### TEXT SHOWN
^^^^

Victims’ Families Ask Judge to Reverse Ban on Cameras in Courtroom During Vallow-Daybell Murder Trial

Family members of the alleged victims in the murder trial of Chad and Lori Vallow Daybell want District Judge Stephen Boyce to reverse his decision to bar cameras in the courtroom.

Attorneys for Vallow Daybell and prosecutors argued in favor of banning the cameras, although Daybell’s attorney did not join them. Boyce made his ruling barring cameras in September, saying he was especially concerned with pretrial publicity, although his order also including the trial itself, now set to begin on April 3..

But family members of JJ Vallow and Tylee Ryan — children of Vallow Daybell — and Tammy Daybell, Chad Daybell’s first wife, say the ruling will largely prevent them from watching the proceedings, especially since Boyce had already moved the trial, which is expected to last 10 weeks,  4 1/2 hours away to Boise.

^^^^

### STORED RECORDS
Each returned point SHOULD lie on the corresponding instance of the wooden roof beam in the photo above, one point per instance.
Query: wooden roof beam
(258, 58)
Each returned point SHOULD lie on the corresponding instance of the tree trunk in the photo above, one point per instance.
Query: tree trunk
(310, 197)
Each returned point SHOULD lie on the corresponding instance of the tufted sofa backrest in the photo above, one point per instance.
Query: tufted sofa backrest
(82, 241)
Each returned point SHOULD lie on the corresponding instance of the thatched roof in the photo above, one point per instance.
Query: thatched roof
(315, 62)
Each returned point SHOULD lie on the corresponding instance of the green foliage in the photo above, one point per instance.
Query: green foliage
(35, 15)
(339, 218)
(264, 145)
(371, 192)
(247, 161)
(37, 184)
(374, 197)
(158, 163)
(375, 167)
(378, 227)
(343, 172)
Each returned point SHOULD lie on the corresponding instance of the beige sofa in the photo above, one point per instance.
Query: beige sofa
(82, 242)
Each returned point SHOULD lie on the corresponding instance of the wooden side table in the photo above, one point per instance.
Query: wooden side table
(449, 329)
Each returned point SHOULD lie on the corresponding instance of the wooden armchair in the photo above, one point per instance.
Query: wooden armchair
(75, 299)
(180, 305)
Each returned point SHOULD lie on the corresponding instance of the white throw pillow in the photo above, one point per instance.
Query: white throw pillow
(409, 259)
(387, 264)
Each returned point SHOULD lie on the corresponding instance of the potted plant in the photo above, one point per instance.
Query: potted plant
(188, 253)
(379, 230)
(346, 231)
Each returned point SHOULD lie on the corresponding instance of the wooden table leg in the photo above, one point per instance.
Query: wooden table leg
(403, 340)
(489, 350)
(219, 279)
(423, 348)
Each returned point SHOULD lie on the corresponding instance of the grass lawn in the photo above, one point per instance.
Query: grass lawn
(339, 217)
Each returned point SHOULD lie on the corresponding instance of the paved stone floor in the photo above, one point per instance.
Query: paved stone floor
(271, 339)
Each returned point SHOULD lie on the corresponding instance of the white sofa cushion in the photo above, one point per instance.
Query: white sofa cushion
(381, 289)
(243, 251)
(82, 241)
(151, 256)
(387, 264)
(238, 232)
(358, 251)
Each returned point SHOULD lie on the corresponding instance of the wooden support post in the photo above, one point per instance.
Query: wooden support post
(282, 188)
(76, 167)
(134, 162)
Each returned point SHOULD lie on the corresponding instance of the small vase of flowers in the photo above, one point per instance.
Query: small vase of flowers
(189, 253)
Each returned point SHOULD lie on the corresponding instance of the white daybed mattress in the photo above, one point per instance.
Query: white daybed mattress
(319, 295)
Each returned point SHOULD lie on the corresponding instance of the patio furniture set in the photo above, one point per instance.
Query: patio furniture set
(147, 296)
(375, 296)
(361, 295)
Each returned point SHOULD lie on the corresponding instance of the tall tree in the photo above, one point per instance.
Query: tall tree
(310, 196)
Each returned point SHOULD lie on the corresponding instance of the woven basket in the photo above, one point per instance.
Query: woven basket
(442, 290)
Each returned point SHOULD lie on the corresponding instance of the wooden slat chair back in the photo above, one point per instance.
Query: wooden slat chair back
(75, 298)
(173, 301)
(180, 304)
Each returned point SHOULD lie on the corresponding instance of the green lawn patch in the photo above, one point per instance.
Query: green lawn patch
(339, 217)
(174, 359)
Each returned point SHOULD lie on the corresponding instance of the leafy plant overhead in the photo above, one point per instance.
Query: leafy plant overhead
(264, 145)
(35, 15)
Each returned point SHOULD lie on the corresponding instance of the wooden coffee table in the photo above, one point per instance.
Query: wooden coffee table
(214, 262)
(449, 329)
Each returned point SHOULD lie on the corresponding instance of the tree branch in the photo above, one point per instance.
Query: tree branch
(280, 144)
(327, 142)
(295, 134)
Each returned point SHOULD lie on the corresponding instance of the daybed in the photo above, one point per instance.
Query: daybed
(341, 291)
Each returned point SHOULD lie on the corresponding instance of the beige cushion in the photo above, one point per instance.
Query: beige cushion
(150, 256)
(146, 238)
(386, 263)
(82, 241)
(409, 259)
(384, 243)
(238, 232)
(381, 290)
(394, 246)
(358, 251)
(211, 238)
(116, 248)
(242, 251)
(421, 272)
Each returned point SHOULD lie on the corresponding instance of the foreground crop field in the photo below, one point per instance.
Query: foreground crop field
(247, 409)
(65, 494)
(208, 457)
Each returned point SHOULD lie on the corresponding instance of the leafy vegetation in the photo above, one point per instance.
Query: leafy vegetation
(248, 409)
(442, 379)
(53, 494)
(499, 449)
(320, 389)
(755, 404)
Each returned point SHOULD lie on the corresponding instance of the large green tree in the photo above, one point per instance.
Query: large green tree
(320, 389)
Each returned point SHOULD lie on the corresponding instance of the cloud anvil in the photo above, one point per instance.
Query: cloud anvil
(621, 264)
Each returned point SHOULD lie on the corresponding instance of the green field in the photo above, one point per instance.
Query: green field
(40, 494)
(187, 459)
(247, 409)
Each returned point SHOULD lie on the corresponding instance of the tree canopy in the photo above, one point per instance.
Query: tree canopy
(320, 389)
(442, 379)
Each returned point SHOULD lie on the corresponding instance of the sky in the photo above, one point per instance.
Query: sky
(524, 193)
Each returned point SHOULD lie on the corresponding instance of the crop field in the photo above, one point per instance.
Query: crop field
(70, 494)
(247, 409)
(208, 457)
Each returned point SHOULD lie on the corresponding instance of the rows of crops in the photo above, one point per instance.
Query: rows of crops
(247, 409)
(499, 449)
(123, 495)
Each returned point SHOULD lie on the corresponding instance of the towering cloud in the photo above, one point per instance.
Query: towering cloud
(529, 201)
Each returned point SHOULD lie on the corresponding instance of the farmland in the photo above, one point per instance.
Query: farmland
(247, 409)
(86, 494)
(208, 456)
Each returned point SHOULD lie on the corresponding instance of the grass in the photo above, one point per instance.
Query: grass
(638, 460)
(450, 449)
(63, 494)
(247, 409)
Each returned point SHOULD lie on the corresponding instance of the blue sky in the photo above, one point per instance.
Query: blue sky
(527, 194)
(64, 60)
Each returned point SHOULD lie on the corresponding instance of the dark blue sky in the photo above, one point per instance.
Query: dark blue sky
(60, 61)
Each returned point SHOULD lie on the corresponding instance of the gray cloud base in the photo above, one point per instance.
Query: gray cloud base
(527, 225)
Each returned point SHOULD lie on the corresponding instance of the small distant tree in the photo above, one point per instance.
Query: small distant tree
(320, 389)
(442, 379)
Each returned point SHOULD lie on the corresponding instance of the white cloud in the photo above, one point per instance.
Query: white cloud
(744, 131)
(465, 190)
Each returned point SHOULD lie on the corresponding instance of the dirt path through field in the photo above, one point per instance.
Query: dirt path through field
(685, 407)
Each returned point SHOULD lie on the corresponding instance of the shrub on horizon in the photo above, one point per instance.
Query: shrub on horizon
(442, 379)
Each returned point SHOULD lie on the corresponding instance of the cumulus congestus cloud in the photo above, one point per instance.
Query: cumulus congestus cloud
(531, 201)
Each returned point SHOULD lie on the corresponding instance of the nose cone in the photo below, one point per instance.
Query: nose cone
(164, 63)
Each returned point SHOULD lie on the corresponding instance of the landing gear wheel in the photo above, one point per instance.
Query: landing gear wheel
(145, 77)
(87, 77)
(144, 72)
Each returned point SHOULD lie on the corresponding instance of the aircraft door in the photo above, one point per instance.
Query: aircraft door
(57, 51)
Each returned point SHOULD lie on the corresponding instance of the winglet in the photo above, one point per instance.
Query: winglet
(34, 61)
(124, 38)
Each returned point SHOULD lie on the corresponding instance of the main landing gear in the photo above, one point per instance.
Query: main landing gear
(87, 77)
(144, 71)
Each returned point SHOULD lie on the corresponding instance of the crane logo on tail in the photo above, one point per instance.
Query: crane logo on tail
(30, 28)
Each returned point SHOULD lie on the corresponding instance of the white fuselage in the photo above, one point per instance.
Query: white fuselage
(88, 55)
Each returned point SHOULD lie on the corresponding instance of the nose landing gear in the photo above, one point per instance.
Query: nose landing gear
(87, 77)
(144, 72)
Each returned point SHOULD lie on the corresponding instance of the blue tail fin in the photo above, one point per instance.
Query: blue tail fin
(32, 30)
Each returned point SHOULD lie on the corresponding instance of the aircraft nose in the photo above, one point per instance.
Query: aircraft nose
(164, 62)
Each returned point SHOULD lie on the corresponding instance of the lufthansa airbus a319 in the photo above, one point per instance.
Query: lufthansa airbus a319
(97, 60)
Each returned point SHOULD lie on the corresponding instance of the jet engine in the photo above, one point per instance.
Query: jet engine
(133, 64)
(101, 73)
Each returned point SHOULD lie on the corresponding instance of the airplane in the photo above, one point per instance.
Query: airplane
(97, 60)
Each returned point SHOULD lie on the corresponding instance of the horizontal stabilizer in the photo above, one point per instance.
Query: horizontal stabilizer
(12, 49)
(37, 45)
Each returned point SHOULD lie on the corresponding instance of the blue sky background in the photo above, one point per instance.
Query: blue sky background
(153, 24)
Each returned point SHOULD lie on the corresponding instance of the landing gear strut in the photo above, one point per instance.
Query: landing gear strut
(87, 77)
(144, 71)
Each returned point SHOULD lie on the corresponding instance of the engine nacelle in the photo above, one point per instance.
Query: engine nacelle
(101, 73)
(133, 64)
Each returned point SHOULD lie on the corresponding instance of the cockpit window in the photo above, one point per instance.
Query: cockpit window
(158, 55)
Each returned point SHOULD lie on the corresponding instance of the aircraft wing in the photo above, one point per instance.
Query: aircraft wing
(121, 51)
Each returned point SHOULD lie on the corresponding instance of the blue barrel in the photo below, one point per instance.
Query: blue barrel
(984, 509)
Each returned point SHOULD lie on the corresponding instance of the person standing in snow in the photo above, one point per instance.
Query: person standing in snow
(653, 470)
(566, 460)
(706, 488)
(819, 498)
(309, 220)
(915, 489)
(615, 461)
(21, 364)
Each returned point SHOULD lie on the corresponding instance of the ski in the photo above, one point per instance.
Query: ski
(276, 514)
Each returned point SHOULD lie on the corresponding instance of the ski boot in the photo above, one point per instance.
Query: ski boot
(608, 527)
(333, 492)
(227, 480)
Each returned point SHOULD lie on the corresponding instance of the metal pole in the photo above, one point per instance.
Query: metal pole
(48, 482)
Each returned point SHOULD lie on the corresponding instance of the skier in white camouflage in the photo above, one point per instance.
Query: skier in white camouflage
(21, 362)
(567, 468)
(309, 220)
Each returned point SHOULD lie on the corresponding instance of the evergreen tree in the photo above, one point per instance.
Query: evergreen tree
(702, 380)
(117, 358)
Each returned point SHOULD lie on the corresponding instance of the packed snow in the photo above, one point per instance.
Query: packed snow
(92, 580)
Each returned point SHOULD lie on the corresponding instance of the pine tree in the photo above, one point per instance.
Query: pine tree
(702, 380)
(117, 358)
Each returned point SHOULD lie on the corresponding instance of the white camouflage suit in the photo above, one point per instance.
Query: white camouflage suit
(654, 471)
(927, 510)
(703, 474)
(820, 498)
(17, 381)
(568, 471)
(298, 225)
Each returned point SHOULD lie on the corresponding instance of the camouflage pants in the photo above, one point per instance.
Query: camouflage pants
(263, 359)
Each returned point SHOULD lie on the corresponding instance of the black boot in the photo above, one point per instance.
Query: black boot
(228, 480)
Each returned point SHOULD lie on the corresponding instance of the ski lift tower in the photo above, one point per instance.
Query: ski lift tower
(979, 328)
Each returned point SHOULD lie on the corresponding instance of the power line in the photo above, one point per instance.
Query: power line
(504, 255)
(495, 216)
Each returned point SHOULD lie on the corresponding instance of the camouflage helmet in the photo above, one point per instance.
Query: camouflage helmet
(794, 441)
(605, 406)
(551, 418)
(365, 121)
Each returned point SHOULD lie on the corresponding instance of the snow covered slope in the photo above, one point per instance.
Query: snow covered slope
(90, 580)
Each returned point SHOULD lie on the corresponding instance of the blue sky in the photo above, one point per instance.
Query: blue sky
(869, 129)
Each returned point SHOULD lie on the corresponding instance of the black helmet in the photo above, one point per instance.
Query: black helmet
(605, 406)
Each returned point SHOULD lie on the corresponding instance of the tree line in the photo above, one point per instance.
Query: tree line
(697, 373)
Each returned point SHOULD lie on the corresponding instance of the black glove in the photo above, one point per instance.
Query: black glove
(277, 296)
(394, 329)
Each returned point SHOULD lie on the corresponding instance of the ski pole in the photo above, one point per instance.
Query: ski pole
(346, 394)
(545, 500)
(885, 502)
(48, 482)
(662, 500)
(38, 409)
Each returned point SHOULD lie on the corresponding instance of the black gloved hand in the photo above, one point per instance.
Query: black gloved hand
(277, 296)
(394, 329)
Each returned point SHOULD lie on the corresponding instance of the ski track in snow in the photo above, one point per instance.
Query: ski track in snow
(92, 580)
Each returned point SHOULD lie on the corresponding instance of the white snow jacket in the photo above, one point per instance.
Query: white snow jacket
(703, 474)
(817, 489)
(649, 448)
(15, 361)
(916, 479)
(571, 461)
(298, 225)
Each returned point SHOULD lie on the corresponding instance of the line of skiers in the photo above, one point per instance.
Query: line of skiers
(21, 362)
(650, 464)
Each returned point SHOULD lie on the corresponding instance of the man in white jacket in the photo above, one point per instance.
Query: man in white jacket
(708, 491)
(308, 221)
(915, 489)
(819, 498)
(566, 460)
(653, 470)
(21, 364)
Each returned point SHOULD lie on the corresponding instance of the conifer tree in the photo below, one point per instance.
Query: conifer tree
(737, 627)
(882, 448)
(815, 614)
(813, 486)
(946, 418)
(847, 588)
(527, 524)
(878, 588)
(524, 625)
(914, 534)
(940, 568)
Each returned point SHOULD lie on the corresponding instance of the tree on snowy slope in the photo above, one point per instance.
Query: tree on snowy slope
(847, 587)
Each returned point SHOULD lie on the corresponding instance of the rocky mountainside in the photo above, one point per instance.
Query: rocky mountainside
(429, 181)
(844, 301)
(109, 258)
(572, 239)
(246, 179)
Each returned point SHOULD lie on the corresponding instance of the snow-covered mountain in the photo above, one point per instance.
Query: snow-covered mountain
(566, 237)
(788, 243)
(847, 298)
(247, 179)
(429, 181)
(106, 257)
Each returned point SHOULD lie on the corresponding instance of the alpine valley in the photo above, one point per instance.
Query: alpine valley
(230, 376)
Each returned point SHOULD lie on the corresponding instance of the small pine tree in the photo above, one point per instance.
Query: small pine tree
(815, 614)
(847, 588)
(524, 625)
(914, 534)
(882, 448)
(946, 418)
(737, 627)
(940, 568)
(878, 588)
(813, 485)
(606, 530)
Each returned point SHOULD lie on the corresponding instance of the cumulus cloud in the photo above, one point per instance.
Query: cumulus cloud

^^^^

### GIVEN PROBLEM 1
Answer these questions from the article on the Vallow-Daybell camera ban:
(a) Which judge made the ruling barring cameras?
(b) On what date is the trial now set to begin?
(c) To what city was the trial moved?
### GIVEN PROBLEM 2
Reproduce the camera-ban article from "Family members of the" to "on April 3..".
### GIVEN PROBLEM 3
Continue the article on the courtroom camera ban in the Vallow-Daybell trial from its last sentence.
The items are separate material.

### TASK OUTPUT 1
(a) District Judge Stephen Boyce
(b) April 3
(c) Boise

### TASK OUTPUT 2
Family members of the alleged victims in the murder trial of Chad and Lori Vallow Daybell want District Judge Stephen Boyce to reverse his decision to bar cameras in the courtroom.

Attorneys for Vallow Daybell and prosecutors argued in favor of banning the cameras, although Daybell’s attorney did not join them. Boyce made his ruling barring cameras in September, saying he was especially concerned with pretrial publicity, although his order also including the trial itself, now set to begin on April 3..

### TASK OUTPUT 3
“This is unfair. … I have total respect for the judge,” JJ Vallow’s grandfather, Larry Woodcock, told “I admire him so far for how he’s run his court, but I think this was an ill-advised decision.”

“I can understand keeping the cameras out in pre-trial (hearings), but when that trial starts, and those jurors are picked, it’s time for the public and the families to be able to see that.”

The Daybells are accused of killing the two children and Daybell’s first wife in 2021, as CrimeOnline has reported. They have both pleaded not guilty.

Tylee Ryan’s aunt, Annie Cushing, called banning cameras from the courtroom “an egregious disservice to family members who can’t carve out two and a half months of their lives to attend the trial.”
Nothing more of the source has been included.